◆ TASK DIRECTIONS ◆
Work out the number of lines below containing the word "wing" and give nothing besides it.

◆ ◆ ◆ ◆ ◆

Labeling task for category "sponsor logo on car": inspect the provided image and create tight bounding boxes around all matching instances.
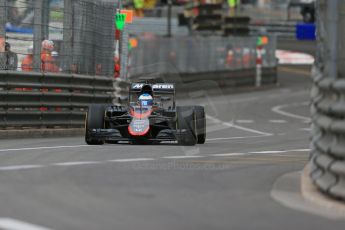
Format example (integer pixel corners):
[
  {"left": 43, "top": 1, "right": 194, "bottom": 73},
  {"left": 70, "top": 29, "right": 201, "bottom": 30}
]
[{"left": 131, "top": 83, "right": 174, "bottom": 90}]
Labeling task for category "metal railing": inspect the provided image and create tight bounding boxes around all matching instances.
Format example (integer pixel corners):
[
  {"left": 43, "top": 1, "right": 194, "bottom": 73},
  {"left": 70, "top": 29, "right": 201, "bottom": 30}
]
[{"left": 0, "top": 71, "right": 114, "bottom": 128}]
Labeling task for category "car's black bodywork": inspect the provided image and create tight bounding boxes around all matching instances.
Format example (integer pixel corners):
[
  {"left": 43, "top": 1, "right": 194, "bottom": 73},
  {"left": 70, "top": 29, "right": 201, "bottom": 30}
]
[{"left": 85, "top": 81, "right": 206, "bottom": 145}]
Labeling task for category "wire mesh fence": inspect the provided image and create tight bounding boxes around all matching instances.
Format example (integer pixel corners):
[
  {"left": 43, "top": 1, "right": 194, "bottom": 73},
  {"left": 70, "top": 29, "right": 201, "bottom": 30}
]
[
  {"left": 0, "top": 0, "right": 115, "bottom": 77},
  {"left": 127, "top": 35, "right": 277, "bottom": 78}
]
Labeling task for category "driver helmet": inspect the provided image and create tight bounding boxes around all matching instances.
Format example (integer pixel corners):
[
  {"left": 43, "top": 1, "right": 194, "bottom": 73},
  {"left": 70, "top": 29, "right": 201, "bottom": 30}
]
[{"left": 138, "top": 93, "right": 153, "bottom": 107}]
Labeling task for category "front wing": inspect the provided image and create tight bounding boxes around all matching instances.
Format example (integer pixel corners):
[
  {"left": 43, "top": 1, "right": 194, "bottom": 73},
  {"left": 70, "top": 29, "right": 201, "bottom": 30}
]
[{"left": 87, "top": 127, "right": 187, "bottom": 142}]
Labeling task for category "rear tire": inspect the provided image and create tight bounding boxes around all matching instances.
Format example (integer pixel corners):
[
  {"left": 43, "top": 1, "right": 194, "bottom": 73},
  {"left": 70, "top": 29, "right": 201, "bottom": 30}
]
[
  {"left": 85, "top": 104, "right": 107, "bottom": 145},
  {"left": 194, "top": 106, "right": 206, "bottom": 144},
  {"left": 176, "top": 106, "right": 197, "bottom": 146}
]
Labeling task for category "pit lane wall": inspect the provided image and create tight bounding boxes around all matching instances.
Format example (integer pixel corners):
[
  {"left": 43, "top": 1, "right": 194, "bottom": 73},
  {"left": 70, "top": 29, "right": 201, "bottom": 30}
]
[
  {"left": 127, "top": 35, "right": 277, "bottom": 91},
  {"left": 309, "top": 0, "right": 345, "bottom": 201}
]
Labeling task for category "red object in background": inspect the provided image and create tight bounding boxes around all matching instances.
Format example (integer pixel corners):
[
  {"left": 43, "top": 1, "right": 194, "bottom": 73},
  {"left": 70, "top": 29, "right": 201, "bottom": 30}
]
[
  {"left": 114, "top": 56, "right": 120, "bottom": 78},
  {"left": 256, "top": 46, "right": 263, "bottom": 65},
  {"left": 114, "top": 63, "right": 120, "bottom": 78},
  {"left": 115, "top": 30, "right": 121, "bottom": 40},
  {"left": 192, "top": 7, "right": 199, "bottom": 16},
  {"left": 41, "top": 52, "right": 59, "bottom": 73},
  {"left": 226, "top": 51, "right": 234, "bottom": 67},
  {"left": 21, "top": 55, "right": 33, "bottom": 72},
  {"left": 96, "top": 64, "right": 102, "bottom": 75}
]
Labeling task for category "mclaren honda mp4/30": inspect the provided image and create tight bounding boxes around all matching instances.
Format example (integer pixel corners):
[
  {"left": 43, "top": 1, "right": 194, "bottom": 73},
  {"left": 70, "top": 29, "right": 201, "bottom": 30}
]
[{"left": 85, "top": 82, "right": 206, "bottom": 145}]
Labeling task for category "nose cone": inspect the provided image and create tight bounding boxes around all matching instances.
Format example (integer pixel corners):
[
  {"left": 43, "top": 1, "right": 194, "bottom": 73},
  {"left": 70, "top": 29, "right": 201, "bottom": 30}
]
[{"left": 128, "top": 118, "right": 150, "bottom": 136}]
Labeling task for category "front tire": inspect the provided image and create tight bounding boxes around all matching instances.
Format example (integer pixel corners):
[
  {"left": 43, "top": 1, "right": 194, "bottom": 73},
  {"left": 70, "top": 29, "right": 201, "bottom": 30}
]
[
  {"left": 194, "top": 106, "right": 206, "bottom": 144},
  {"left": 176, "top": 106, "right": 197, "bottom": 146},
  {"left": 85, "top": 104, "right": 107, "bottom": 145}
]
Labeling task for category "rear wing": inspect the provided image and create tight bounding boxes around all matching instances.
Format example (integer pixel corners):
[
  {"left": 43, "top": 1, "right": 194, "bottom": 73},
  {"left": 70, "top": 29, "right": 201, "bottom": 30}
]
[{"left": 130, "top": 83, "right": 175, "bottom": 94}]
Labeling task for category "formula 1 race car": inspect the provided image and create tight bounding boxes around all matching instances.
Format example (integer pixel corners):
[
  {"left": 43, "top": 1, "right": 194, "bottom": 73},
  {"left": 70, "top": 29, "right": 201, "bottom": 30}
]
[{"left": 85, "top": 81, "right": 206, "bottom": 146}]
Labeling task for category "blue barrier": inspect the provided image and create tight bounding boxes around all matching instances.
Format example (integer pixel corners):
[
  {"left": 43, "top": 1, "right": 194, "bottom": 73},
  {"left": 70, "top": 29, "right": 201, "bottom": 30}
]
[
  {"left": 296, "top": 23, "right": 316, "bottom": 40},
  {"left": 5, "top": 24, "right": 33, "bottom": 34}
]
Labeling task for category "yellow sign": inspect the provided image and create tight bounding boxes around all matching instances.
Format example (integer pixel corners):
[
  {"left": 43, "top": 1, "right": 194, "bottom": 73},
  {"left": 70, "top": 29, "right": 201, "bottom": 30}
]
[{"left": 144, "top": 0, "right": 157, "bottom": 9}]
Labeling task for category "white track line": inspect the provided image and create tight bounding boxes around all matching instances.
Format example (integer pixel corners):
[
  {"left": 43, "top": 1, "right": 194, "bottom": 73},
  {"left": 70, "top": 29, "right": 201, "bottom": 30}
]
[
  {"left": 0, "top": 148, "right": 311, "bottom": 172},
  {"left": 0, "top": 218, "right": 53, "bottom": 230},
  {"left": 161, "top": 156, "right": 203, "bottom": 159},
  {"left": 108, "top": 158, "right": 154, "bottom": 162},
  {"left": 53, "top": 161, "right": 100, "bottom": 166},
  {"left": 206, "top": 124, "right": 234, "bottom": 133},
  {"left": 269, "top": 120, "right": 287, "bottom": 124},
  {"left": 0, "top": 145, "right": 90, "bottom": 153},
  {"left": 0, "top": 165, "right": 43, "bottom": 171},
  {"left": 249, "top": 150, "right": 287, "bottom": 154},
  {"left": 236, "top": 120, "right": 254, "bottom": 124},
  {"left": 211, "top": 153, "right": 246, "bottom": 157},
  {"left": 206, "top": 115, "right": 273, "bottom": 136},
  {"left": 206, "top": 135, "right": 266, "bottom": 141},
  {"left": 272, "top": 102, "right": 311, "bottom": 122},
  {"left": 249, "top": 149, "right": 311, "bottom": 154}
]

◆ ◆ ◆ ◆ ◆

◆ ANSWER ◆
2